*Dataset items*.
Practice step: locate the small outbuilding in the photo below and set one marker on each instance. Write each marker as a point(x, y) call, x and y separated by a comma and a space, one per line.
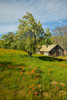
point(52, 50)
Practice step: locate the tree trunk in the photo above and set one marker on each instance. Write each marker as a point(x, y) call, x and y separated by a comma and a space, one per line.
point(29, 54)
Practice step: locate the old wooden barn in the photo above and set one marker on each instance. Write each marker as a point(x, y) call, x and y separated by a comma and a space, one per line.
point(52, 50)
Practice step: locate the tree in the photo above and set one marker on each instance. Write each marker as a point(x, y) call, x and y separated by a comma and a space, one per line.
point(29, 33)
point(46, 39)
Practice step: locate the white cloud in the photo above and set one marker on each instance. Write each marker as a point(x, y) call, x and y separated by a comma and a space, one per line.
point(43, 10)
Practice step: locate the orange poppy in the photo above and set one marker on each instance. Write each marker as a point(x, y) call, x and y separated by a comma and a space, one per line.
point(35, 93)
point(32, 88)
point(29, 92)
point(57, 88)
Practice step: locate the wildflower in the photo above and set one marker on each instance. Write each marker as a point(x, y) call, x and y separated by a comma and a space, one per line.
point(22, 68)
point(57, 88)
point(29, 92)
point(5, 72)
point(29, 86)
point(23, 77)
point(15, 66)
point(32, 88)
point(35, 93)
point(33, 85)
point(63, 85)
point(21, 73)
point(39, 85)
point(28, 73)
point(36, 73)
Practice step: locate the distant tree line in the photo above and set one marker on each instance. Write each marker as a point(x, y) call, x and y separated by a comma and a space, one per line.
point(60, 36)
point(31, 35)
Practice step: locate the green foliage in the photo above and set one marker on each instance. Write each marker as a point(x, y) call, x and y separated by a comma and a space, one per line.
point(46, 38)
point(32, 78)
point(29, 32)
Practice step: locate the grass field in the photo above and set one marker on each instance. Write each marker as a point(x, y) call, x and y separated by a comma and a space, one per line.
point(32, 78)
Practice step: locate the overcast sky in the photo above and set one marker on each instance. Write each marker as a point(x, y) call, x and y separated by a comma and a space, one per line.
point(51, 13)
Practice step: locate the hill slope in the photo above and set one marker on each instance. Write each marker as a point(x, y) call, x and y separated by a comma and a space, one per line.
point(31, 78)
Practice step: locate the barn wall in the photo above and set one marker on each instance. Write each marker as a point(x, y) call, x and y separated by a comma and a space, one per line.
point(57, 51)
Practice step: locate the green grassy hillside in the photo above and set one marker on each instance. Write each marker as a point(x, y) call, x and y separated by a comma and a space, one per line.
point(32, 78)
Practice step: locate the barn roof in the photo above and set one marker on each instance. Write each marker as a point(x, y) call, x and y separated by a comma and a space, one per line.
point(47, 49)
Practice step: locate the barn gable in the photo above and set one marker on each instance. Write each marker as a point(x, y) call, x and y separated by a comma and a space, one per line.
point(52, 50)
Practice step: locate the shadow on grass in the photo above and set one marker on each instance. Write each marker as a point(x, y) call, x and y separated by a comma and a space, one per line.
point(46, 58)
point(5, 62)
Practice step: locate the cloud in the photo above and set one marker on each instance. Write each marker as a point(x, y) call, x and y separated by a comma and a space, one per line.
point(47, 11)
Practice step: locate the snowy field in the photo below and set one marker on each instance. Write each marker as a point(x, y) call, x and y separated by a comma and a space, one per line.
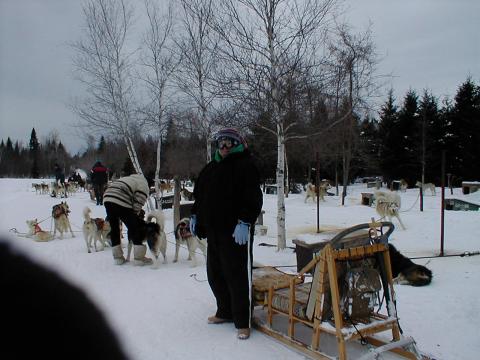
point(161, 313)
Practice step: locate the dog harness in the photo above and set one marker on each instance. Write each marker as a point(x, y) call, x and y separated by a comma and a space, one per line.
point(59, 210)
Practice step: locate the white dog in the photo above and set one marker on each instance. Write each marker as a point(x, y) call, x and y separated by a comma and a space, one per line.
point(184, 236)
point(426, 186)
point(388, 205)
point(94, 229)
point(60, 218)
point(35, 232)
point(310, 191)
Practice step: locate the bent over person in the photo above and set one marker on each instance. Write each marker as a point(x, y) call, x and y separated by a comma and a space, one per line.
point(228, 201)
point(123, 199)
point(99, 177)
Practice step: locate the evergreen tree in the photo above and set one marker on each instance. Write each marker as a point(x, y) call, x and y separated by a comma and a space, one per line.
point(387, 127)
point(431, 137)
point(408, 162)
point(369, 148)
point(464, 159)
point(101, 145)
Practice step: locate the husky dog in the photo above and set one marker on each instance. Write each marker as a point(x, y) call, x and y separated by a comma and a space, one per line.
point(426, 186)
point(184, 236)
point(60, 218)
point(310, 191)
point(406, 272)
point(95, 229)
point(153, 233)
point(187, 195)
point(388, 205)
point(35, 232)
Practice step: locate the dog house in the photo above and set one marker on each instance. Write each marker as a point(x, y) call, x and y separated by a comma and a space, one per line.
point(271, 189)
point(367, 199)
point(457, 204)
point(469, 187)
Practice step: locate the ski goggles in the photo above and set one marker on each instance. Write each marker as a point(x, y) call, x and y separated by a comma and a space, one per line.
point(226, 142)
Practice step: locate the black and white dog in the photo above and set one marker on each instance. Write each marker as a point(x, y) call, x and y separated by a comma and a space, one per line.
point(406, 272)
point(184, 236)
point(153, 233)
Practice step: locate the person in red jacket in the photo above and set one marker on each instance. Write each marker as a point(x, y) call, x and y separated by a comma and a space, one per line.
point(99, 178)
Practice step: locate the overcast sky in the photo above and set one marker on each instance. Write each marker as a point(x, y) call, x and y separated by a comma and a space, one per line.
point(425, 44)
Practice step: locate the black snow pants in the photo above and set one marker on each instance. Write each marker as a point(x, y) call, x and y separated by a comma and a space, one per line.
point(117, 213)
point(229, 271)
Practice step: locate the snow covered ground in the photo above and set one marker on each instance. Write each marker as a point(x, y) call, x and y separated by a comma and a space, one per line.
point(161, 313)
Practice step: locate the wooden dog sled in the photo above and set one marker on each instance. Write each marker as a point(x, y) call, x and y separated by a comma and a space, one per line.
point(341, 305)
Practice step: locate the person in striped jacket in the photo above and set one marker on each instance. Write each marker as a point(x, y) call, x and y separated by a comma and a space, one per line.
point(123, 200)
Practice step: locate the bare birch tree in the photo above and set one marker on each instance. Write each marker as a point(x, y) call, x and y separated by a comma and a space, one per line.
point(354, 62)
point(160, 62)
point(197, 45)
point(268, 41)
point(105, 68)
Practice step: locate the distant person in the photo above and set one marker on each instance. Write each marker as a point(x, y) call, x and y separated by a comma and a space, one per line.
point(59, 175)
point(228, 201)
point(47, 317)
point(124, 198)
point(99, 178)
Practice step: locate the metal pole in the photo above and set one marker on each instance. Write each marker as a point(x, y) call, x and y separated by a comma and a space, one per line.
point(442, 218)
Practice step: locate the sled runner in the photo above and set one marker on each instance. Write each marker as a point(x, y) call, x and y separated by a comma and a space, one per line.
point(349, 301)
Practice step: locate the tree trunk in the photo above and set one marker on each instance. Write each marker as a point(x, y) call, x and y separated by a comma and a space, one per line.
point(281, 233)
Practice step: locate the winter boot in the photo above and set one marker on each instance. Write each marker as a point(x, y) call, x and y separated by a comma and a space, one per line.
point(139, 258)
point(118, 255)
point(243, 334)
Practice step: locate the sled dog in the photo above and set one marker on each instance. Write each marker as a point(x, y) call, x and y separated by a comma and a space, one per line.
point(95, 229)
point(426, 186)
point(388, 205)
point(35, 232)
point(187, 195)
point(310, 191)
point(153, 233)
point(406, 272)
point(184, 236)
point(60, 219)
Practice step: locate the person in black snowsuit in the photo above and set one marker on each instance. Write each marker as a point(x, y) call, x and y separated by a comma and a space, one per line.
point(99, 178)
point(228, 201)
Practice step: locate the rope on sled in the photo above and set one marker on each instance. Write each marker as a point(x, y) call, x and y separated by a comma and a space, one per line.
point(464, 254)
point(194, 276)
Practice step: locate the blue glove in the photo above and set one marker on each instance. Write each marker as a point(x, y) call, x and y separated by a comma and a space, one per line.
point(241, 233)
point(193, 224)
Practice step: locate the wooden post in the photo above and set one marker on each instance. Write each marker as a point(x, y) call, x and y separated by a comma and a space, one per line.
point(176, 200)
point(317, 190)
point(442, 208)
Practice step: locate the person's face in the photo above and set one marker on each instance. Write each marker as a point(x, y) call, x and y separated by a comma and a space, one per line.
point(224, 146)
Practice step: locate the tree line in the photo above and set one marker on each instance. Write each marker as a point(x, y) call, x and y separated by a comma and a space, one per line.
point(293, 75)
point(400, 142)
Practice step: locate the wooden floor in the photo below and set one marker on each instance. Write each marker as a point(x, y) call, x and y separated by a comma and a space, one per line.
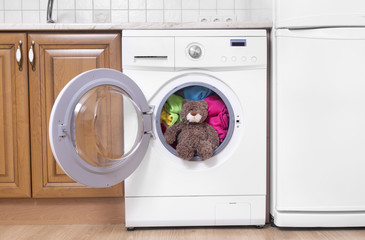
point(111, 232)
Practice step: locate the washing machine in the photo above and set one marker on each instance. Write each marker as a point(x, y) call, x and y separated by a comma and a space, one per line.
point(107, 126)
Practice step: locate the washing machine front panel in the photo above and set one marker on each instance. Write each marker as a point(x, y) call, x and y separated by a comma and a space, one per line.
point(242, 161)
point(98, 127)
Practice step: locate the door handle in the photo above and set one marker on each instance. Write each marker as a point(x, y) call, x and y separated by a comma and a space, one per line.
point(31, 56)
point(18, 55)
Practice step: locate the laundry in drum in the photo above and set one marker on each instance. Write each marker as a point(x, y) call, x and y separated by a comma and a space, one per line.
point(196, 93)
point(217, 112)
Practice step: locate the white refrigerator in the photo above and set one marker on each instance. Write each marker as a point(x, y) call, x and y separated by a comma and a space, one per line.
point(318, 113)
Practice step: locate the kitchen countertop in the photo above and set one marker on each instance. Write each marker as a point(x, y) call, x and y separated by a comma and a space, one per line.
point(120, 26)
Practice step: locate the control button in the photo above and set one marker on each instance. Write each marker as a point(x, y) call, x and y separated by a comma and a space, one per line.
point(195, 51)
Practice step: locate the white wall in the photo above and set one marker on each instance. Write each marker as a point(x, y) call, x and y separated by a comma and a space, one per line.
point(119, 11)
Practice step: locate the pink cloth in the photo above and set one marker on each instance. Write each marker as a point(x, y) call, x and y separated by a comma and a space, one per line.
point(218, 116)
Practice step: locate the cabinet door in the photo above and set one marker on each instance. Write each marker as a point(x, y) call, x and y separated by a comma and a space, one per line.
point(14, 118)
point(58, 58)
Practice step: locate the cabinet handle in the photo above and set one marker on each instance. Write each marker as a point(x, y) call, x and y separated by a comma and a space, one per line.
point(18, 55)
point(31, 56)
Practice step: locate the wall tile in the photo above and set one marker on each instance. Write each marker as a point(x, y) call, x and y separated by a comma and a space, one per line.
point(190, 4)
point(119, 4)
point(84, 16)
point(30, 4)
point(137, 15)
point(243, 15)
point(137, 4)
point(173, 16)
point(43, 16)
point(101, 4)
point(242, 4)
point(101, 16)
point(155, 15)
point(84, 4)
point(13, 17)
point(261, 15)
point(259, 4)
point(189, 15)
point(172, 4)
point(88, 11)
point(225, 4)
point(154, 4)
point(30, 16)
point(12, 5)
point(208, 4)
point(225, 12)
point(44, 3)
point(119, 16)
point(66, 4)
point(1, 16)
point(203, 12)
point(66, 16)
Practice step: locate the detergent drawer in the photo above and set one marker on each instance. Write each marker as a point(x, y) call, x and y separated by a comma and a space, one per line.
point(148, 53)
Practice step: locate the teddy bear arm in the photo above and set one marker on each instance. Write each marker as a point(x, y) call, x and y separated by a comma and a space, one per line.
point(172, 132)
point(212, 136)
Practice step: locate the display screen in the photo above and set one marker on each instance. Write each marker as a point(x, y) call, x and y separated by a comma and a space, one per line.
point(238, 42)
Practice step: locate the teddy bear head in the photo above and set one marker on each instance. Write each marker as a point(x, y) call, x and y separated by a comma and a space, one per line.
point(194, 111)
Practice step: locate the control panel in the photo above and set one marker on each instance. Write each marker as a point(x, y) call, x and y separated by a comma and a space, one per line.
point(209, 52)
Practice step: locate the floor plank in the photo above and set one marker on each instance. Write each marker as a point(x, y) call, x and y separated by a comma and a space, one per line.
point(114, 232)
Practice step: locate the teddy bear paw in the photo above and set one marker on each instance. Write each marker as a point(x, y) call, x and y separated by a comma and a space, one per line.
point(205, 150)
point(185, 152)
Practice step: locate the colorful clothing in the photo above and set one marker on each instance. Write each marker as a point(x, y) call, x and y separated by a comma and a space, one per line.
point(166, 117)
point(173, 107)
point(196, 93)
point(218, 116)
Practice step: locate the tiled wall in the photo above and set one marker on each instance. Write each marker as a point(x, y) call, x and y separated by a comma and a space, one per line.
point(119, 11)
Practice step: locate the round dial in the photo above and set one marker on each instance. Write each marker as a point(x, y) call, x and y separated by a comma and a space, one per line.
point(195, 51)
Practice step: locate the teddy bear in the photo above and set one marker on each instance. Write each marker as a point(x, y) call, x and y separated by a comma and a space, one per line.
point(193, 134)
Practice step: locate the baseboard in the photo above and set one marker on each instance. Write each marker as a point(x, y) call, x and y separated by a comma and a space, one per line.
point(62, 211)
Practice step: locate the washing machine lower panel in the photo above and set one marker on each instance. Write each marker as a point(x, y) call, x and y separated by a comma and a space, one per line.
point(318, 219)
point(195, 211)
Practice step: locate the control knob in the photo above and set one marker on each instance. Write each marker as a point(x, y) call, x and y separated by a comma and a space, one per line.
point(195, 51)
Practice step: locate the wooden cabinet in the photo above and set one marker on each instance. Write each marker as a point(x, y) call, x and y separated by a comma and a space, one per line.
point(57, 59)
point(14, 119)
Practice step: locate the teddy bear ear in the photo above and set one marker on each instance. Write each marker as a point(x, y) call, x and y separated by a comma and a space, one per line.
point(205, 104)
point(185, 101)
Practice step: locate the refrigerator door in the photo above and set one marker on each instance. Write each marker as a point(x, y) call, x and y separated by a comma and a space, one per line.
point(319, 103)
point(318, 13)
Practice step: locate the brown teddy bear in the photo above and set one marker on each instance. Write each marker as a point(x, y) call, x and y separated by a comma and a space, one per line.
point(193, 134)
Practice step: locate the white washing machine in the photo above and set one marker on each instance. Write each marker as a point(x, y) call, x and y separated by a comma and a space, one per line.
point(106, 127)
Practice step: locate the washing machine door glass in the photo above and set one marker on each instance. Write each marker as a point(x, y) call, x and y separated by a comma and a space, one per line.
point(99, 127)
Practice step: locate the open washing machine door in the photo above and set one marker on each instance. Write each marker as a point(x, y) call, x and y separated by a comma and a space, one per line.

*WORK TO BE COMPLETED*.
Rewrite the entries from the line containing "Practice step: locate the teddy bear ear" through the line containing "point(99, 127)". Replace every "marker" with "pin", change nothing else, and output only those lines.

*ANSWER BELOW*.
Practice step: locate the teddy bear ear in the photo above and set one pin on each instance. Write each pin as a point(x, y) call, x and y separated by a comma and a space, one per line.
point(205, 104)
point(185, 101)
Practice step: locate the refrigerator door in the photo above and set one pin on each instance. Write each pin as a point(x, y) call, x and y separated by a comma and a space, one per line.
point(319, 103)
point(318, 13)
Practice step: locate the brown teddy bear in the photo above and set one pin on each instance. Write each pin as a point(x, y) call, x and y separated by a comma and a space, one per line.
point(193, 134)
Practice step: locate the white washing machine in the photo above and set one pin on each instance. Write each pin as a point(x, y) call, x and y separated by a comma and a space, one per line.
point(106, 127)
Practice step: locate the washing machine door glass in the photo above and set one pin on each instance. Write each pin as a point(x, y) call, x and y separated by a comma and a space, one per line.
point(99, 127)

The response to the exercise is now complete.